===== The input =====

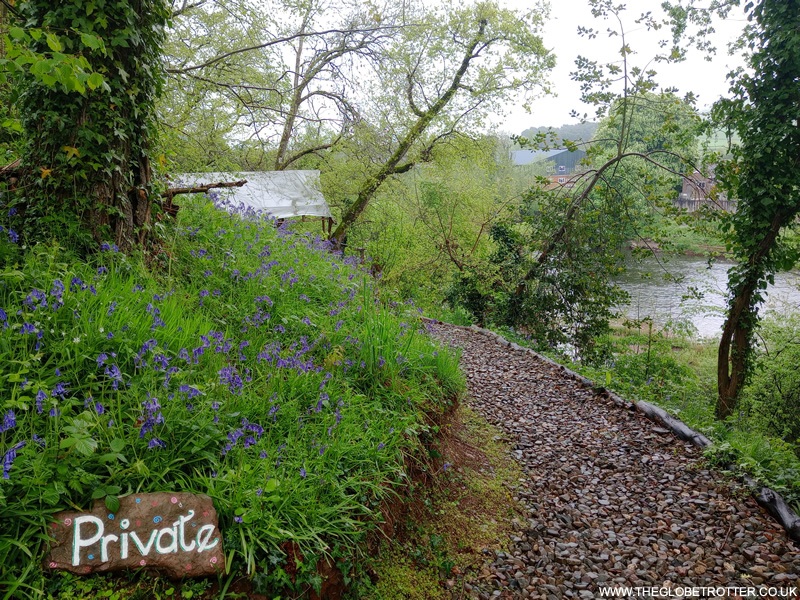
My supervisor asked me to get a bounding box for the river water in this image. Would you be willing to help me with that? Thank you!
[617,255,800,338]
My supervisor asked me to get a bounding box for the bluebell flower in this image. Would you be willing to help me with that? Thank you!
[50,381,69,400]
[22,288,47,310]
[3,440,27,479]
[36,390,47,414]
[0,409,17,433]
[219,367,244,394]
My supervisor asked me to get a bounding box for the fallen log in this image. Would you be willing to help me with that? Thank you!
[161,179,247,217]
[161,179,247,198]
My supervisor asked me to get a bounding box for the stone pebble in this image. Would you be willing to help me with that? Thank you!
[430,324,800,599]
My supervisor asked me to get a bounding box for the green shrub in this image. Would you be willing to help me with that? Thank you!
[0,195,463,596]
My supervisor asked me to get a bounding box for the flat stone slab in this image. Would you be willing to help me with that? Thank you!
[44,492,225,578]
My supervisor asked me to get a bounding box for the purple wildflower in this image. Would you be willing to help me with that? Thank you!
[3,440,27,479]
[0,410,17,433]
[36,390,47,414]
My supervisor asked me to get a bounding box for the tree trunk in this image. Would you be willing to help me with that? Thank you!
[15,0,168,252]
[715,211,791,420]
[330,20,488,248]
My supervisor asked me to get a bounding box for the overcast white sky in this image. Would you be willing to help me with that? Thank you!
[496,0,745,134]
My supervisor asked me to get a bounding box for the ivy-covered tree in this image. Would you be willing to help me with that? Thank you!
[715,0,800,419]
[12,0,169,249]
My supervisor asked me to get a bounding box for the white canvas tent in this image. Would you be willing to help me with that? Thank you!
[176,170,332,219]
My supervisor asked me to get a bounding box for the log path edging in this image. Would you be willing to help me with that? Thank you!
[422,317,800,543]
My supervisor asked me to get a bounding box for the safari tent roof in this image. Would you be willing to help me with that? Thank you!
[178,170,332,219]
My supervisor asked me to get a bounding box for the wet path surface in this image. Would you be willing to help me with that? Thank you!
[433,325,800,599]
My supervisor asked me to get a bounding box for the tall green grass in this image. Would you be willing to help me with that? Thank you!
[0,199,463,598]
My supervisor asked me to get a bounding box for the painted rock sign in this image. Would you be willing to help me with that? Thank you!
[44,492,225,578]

=====
===== The input =====

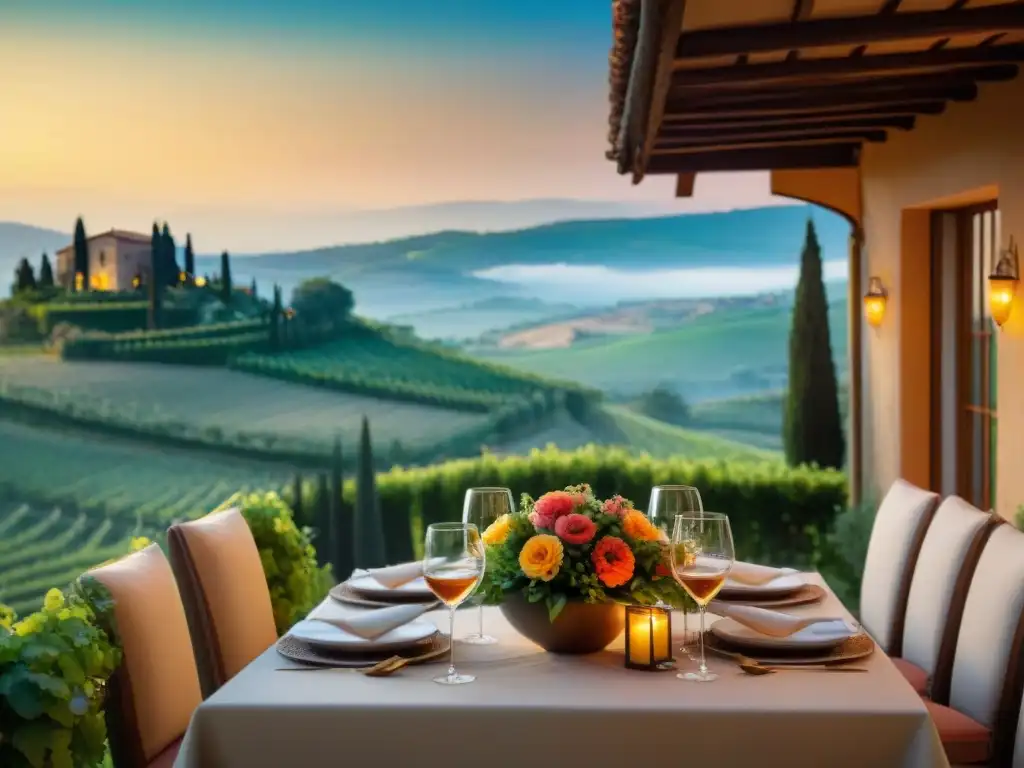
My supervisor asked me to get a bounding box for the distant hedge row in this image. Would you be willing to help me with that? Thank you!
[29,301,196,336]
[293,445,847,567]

=====

▸ **Directions for this task**:
Report every line in the two blocks that contains the string "stone". Matching is case-sensitive.

▸ **Written answer**:
My supervisor asked me to get a bounding box for the stone pebble in this image. Would you be willing to help me with that? Thank you!
My supervisor asked me to get a bounding box for the flat stone slab in this image. Would you be willing to help me with that? Thank you!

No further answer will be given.